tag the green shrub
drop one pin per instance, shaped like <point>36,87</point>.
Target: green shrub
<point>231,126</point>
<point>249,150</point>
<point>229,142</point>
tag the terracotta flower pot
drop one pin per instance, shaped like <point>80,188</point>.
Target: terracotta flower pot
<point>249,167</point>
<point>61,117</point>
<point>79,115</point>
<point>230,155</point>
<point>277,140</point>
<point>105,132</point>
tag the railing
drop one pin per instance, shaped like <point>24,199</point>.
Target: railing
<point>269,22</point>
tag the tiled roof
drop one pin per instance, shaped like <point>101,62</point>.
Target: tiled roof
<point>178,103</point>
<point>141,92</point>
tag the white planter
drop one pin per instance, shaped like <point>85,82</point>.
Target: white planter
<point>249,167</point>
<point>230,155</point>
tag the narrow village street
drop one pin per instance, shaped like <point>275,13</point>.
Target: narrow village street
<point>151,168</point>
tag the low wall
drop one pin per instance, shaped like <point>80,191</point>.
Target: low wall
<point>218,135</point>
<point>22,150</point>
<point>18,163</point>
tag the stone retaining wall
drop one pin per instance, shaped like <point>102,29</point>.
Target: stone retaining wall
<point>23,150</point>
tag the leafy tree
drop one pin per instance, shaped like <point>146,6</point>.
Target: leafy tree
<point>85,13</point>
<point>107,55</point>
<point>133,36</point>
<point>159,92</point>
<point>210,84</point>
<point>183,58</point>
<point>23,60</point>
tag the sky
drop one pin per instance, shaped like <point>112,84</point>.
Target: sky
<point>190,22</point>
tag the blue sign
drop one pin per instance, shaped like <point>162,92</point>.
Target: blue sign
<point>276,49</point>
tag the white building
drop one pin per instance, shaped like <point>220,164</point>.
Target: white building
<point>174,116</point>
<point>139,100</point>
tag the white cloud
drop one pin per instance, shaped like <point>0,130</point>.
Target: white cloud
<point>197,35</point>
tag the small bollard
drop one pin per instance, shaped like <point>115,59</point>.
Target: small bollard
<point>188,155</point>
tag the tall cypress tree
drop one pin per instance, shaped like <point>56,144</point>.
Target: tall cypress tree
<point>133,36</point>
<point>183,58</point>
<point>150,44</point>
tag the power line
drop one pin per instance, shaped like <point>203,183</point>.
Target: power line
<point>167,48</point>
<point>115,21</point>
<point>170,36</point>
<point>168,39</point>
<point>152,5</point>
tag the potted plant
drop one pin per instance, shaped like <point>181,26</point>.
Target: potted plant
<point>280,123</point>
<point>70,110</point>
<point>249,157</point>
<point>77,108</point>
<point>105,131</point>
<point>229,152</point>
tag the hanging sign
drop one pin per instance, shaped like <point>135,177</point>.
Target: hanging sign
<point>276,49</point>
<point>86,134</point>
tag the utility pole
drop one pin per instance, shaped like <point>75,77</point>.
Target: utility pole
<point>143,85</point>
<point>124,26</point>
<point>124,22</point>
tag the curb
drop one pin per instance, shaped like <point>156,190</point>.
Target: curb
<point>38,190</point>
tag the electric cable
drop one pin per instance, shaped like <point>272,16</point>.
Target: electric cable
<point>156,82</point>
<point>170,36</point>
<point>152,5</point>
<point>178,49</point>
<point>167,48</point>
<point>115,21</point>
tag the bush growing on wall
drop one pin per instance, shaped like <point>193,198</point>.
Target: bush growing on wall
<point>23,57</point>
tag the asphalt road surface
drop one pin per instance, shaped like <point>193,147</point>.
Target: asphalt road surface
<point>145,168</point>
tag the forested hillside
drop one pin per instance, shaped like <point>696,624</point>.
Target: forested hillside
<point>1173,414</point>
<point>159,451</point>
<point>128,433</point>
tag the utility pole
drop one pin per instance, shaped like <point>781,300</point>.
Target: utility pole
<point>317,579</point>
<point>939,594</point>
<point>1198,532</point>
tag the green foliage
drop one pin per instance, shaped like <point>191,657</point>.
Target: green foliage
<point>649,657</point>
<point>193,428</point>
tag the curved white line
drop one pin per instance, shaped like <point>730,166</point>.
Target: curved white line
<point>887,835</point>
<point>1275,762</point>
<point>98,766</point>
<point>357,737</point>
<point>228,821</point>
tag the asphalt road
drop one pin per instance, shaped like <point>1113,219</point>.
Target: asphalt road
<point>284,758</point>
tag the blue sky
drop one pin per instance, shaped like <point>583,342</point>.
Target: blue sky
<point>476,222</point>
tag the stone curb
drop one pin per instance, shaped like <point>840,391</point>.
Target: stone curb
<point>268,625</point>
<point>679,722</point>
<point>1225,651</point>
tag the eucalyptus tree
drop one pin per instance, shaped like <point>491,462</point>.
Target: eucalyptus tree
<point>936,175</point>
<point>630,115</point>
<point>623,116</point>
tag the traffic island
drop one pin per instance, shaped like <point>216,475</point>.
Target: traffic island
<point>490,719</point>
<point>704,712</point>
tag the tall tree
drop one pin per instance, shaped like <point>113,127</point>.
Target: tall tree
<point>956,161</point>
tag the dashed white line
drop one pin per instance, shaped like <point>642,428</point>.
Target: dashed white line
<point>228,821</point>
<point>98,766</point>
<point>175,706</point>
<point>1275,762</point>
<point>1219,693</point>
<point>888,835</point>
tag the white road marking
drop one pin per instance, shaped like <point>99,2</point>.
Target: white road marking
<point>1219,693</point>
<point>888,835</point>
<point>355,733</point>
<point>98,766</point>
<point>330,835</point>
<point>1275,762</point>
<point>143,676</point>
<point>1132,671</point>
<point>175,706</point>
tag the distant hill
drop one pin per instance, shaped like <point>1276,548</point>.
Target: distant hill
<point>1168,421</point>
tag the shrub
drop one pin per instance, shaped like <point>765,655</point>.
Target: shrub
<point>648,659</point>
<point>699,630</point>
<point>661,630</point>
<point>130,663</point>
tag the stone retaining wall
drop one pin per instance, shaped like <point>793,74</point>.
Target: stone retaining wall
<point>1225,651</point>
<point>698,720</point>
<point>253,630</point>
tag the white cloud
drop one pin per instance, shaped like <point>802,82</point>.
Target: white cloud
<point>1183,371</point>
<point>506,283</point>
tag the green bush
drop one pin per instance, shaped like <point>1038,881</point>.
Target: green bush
....................
__Task objective__
Rewrite all the records above as a numbered list, one line per item, and leave out any blank lines.

__Written response__
1. tag the green shrub
2. drop one pin per instance, shaped like <point>36,87</point>.
3. Target: green shrub
4. <point>231,126</point>
5. <point>249,150</point>
6. <point>229,142</point>
7. tag the terracotta flower pot
8. drop one pin per instance, shaped like <point>80,188</point>.
9. Target: terracotta flower pot
10. <point>249,167</point>
11. <point>61,117</point>
12. <point>79,115</point>
13. <point>230,155</point>
14. <point>277,140</point>
15. <point>105,132</point>
16. tag the railing
17. drop one pin per instance, shaped like <point>24,199</point>.
18. Target: railing
19. <point>269,22</point>
20. tag the tiled roof
21. drop one pin per instance, shaped like <point>101,62</point>.
22. Target: tiled roof
23. <point>178,103</point>
24. <point>141,92</point>
25. tag the white planter
26. drop one pin per instance, shaped like <point>85,82</point>.
27. Target: white planter
28. <point>249,167</point>
29. <point>230,155</point>
30. tag the narrow village street
31. drop one pin per instance, shaped like <point>275,13</point>.
32. Target: narrow village street
33. <point>151,168</point>
34. tag the low wall
35. drop one pin per instance, shaped like <point>80,191</point>.
36. Target: low wall
37. <point>218,135</point>
38. <point>22,150</point>
39. <point>18,163</point>
40. tag the stone retaining wall
41. drop one pin per instance, shaped like <point>102,29</point>.
42. Target: stone retaining wall
43. <point>23,150</point>
44. tag the leafy tree
45. drop one pin per instance, shaped like <point>146,6</point>.
46. Target: leafy tree
47. <point>85,13</point>
48. <point>107,55</point>
49. <point>133,36</point>
50. <point>159,92</point>
51. <point>210,84</point>
52. <point>183,58</point>
53. <point>23,60</point>
54. tag the sky
55. drop one pin per instance, shaped like <point>112,84</point>.
56. Target: sky
57. <point>190,22</point>
58. tag the blue sign
59. drop one pin per instance, shaped like <point>162,92</point>.
60. Target: blue sign
61. <point>276,49</point>
62. tag the white building
63. drop one pin per instance, shaped like <point>220,164</point>.
64. Target: white building
65. <point>174,116</point>
66. <point>139,100</point>
67. tag the white cloud
68. drop one pin per instance, shaped like <point>0,130</point>.
69. Target: white cloud
70. <point>197,35</point>
71. tag the small bollard
72. drop one pin per instance, shaped like <point>115,59</point>.
73. Target: small bollard
74. <point>188,155</point>
75. tag the tall cypress tree
76. drop one pin per instance, shaped like <point>56,144</point>.
77. Target: tall cypress tree
78. <point>133,36</point>
79. <point>183,58</point>
80. <point>150,44</point>
81. tag the power line
82. drop one pin per instance, shaped like <point>203,183</point>.
83. Target: power line
84. <point>167,48</point>
85. <point>115,21</point>
86. <point>170,36</point>
87. <point>168,39</point>
88. <point>152,5</point>
89. tag the potted plant
90. drop one pin per instance, shaped like <point>181,26</point>.
91. Target: potted plant
92. <point>280,123</point>
93. <point>70,110</point>
94. <point>249,157</point>
95. <point>77,108</point>
96. <point>105,131</point>
97. <point>229,152</point>
98. tag the hanging sign
99. drop one pin per instance, shaped like <point>135,177</point>.
100. Target: hanging sign
101. <point>276,49</point>
102. <point>86,134</point>
103. tag the utility pole
104. drop one pin per instance, shaped like <point>75,77</point>.
105. Target: utility pole
106. <point>143,85</point>
107. <point>124,26</point>
108. <point>124,22</point>
109. tag the curb
110. drop one pin per instance, shaped like <point>156,190</point>.
111. Target: curb
112. <point>38,190</point>
113. tag the electric cable
114. drop one pin per instance, shaped like <point>272,16</point>.
115. Target: electric cable
116. <point>156,82</point>
117. <point>170,36</point>
118. <point>152,5</point>
119. <point>178,49</point>
120. <point>167,48</point>
121. <point>115,21</point>
122. tag the bush growing on wall
123. drop one pin per instance, shaped like <point>193,198</point>.
124. Target: bush growing on wall
125. <point>23,57</point>
126. tag the asphalt road surface
127. drop one pin per instance, shaped like <point>193,147</point>.
128. Target: asphalt road surface
129. <point>145,168</point>
130. tag the forested hillside
131. drop one pin per instance, shaped like <point>696,624</point>.
132. Target: forested hillside
133. <point>1173,414</point>
134. <point>159,451</point>
135. <point>128,433</point>
136. tag the utility pole
137. drop one pin per instance, shaped like <point>781,300</point>.
138. Target: utility pole
139. <point>317,579</point>
140. <point>939,594</point>
141. <point>1198,532</point>
142. tag the green foliage
143. drop one pin per instance, shaped like <point>191,657</point>.
144. Target: green foliage
145. <point>649,657</point>
146. <point>193,428</point>
147. tag the curved white line
148. drop one pin per instance, shaped like <point>730,166</point>.
149. Target: curved white line
150. <point>887,835</point>
151. <point>1275,762</point>
152. <point>98,766</point>
153. <point>357,737</point>
154. <point>228,821</point>
155. tag the asphalt road
156. drop one pin per instance, shaped like <point>1113,219</point>.
157. Target: asphalt road
158. <point>284,758</point>
159. tag the blue sky
160. drop one pin per instance, shaped like <point>583,342</point>.
161. Target: blue sky
162. <point>476,222</point>
163. tag the stone curb
164. drop one pin per instance, shaped like <point>840,391</point>.
165. Target: stone curb
166. <point>268,625</point>
167. <point>679,722</point>
168. <point>1225,651</point>
169. tag the eucalyptus tree
170. drop one pin per instance, shaped like <point>491,462</point>.
171. Target: eucalyptus tree
172. <point>936,175</point>
173. <point>630,115</point>
174. <point>623,116</point>
175. tag the traffic island
176. drop one pin per instance, shaped like <point>216,475</point>.
177. Target: traffic island
178. <point>490,719</point>
179. <point>704,712</point>
180. tag the tall tree
181. drop one pin per instance, shaped like <point>113,127</point>.
182. Target: tall tree
183. <point>956,161</point>
184. tag the dashed white line
185. drop one pin per instance, shaped like <point>642,428</point>.
186. Target: dashed white line
187. <point>228,821</point>
188. <point>98,766</point>
189. <point>175,706</point>
190. <point>1275,762</point>
191. <point>1219,693</point>
192. <point>888,835</point>
193. tag the white road marking
194. drop one pin per instance, shaped like <point>99,2</point>.
195. Target: white road marking
196. <point>1219,693</point>
197. <point>888,835</point>
198. <point>355,733</point>
199. <point>98,766</point>
200. <point>330,835</point>
201. <point>1275,762</point>
202. <point>143,676</point>
203. <point>1132,671</point>
204. <point>175,706</point>
205. tag the distant hill
206. drop one pin per instance, shaped like <point>1276,548</point>.
207. Target: distant hill
208. <point>1168,421</point>
209. tag the shrub
210. drop one pin per instance, shaped like <point>765,655</point>.
211. Target: shrub
212. <point>648,659</point>
213. <point>699,630</point>
214. <point>661,630</point>
215. <point>130,663</point>
216. tag the stone retaining wall
217. drop one pin per instance, shaped like <point>793,74</point>.
218. Target: stone retaining wall
219. <point>1225,651</point>
220. <point>698,720</point>
221. <point>253,630</point>
222. tag the white cloud
223. drop one pin per instance, shaped like <point>802,82</point>.
224. Target: white cloud
225. <point>1183,371</point>
226. <point>506,283</point>
227. tag the green bush
228. drop one pin per instance, shaped like <point>1038,881</point>.
229. Target: green bush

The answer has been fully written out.